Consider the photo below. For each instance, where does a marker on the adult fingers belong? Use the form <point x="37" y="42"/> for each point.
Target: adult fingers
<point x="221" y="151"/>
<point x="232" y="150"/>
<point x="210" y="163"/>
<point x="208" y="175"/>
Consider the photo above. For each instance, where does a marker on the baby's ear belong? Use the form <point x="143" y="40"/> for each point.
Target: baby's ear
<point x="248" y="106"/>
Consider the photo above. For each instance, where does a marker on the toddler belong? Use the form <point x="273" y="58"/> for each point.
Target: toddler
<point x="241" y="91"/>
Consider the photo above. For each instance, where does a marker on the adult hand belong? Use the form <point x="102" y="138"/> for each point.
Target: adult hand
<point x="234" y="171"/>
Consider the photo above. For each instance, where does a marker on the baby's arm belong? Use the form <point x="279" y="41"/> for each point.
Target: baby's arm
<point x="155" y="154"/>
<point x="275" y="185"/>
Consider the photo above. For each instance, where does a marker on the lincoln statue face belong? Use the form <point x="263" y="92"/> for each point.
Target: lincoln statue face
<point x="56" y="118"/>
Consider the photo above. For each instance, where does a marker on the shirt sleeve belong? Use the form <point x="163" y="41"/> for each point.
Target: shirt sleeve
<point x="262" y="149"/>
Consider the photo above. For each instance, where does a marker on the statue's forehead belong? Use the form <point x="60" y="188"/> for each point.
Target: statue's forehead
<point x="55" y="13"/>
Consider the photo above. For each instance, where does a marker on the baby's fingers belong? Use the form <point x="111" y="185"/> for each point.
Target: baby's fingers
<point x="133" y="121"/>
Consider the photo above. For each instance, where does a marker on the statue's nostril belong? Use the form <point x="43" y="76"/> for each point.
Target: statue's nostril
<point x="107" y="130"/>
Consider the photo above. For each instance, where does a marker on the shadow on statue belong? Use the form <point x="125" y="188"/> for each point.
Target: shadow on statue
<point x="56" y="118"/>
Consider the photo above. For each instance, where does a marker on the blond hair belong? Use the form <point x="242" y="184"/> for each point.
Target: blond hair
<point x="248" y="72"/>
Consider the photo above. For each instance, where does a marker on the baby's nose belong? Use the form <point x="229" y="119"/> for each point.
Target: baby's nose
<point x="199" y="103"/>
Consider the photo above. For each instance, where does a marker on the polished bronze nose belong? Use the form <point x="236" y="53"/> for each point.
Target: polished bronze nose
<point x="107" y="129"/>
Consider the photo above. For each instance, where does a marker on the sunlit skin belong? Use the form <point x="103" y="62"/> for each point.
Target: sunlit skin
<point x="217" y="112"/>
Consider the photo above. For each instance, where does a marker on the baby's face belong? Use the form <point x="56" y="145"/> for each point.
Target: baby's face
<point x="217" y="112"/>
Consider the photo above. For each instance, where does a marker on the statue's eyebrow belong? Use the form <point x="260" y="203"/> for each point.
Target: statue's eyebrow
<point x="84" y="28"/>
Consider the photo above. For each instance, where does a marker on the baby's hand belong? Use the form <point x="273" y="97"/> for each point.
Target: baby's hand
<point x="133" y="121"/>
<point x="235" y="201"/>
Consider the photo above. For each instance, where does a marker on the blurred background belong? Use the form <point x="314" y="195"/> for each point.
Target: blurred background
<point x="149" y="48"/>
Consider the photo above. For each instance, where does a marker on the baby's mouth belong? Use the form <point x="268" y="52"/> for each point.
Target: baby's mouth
....................
Request: Repeat every record exactly as written, please.

Exercise result:
Consider the photo below. For each instance, where does a marker on the adult fingers belong? Use the form <point x="37" y="42"/> for each point.
Target: adult fingers
<point x="221" y="151"/>
<point x="232" y="150"/>
<point x="210" y="163"/>
<point x="208" y="175"/>
Consider the photo above. For each instance, where does a marker on the baby's ear belong? Use the form <point x="143" y="40"/> for each point.
Target: baby's ear
<point x="248" y="106"/>
Consider the photo above. For each instance, where does a marker on the toddler belong? Use the form <point x="273" y="58"/> for each point.
Target: toddler
<point x="241" y="91"/>
Consider the photo above. For each instance, where does a marker on the adult hand belong? Use the form <point x="102" y="138"/> for each point.
Target: adult hand
<point x="234" y="171"/>
Consider the photo above. For each instance, where does a marker on the baby's arm belong? Use the form <point x="279" y="41"/> for each point.
Target: baby's arm
<point x="155" y="154"/>
<point x="275" y="185"/>
Consider the photo above. For each instance, where does a marker on the lincoln statue face belong? Use the form <point x="263" y="92"/> for each point.
Target: lincoln statue face
<point x="56" y="118"/>
Consider the photo above. For each instance, where does a marker on the shirt sleeve belong? Use the form <point x="163" y="41"/> for each point.
Target: shirt sleeve
<point x="262" y="149"/>
Consider the photo above. For each instance, where does a marker on the statue's forehead belong? Use the form <point x="60" y="188"/> for each point.
Target: statue's forehead
<point x="55" y="13"/>
Consider the photo above. For each instance, where does a marker on the baby's fingers belong? Use the form <point x="111" y="185"/> for each point.
Target: baby's fingers
<point x="133" y="121"/>
Consider the photo above. For each instance, where does a marker on the statue's nostril belong? Use the form <point x="43" y="76"/> for each point.
Target: statue's nostril
<point x="107" y="130"/>
Consider the photo above. For each instance, where does a marker on the shadow on statue belong? Use the form <point x="125" y="188"/> for each point.
Target: shadow on statue
<point x="56" y="118"/>
Consider the photo above. For each instance, where does a marker on the blond hair belong? Use the form <point x="242" y="184"/> for each point.
Target: blond hair
<point x="248" y="72"/>
Consider the photo above. For each instance, where does a marker on the baby's nose belong? Use the form <point x="229" y="119"/> for each point.
Target: baby's nose
<point x="199" y="103"/>
Consider the photo above. For each instance, where does a marker on the polished bronze nose belong? Use the form <point x="236" y="53"/> for each point.
Target: polished bronze nose
<point x="107" y="129"/>
Consider the photo above. For each instance, where does a marker on the sunlit skin belong? Use the form <point x="103" y="62"/> for each point.
Target: sunlit skin
<point x="217" y="112"/>
Consider the photo above. For each instance, where does a marker on the baby's face belong? Use the form <point x="56" y="145"/> for each point.
Target: baby's face
<point x="217" y="112"/>
Consider the photo above. For each instance, where does a marker on the statue's eyebrow belong? Use the form <point x="260" y="203"/> for each point.
Target: statue's eyebrow
<point x="84" y="28"/>
Consider the photo above. For each instance, where does a marker on the baby's hand belong? Use the form <point x="273" y="97"/> for each point.
Target: baby's hand
<point x="133" y="121"/>
<point x="235" y="201"/>
Consider the photo above. For each instance, where does a marker on the blurred background belong? Use the form <point x="314" y="195"/> for each point.
Target: blurred background
<point x="149" y="48"/>
Consider the photo above. For each instance, where does a marker on the baby's mouth belong? Use the form <point x="268" y="52"/> for each point.
Target: baby's mouth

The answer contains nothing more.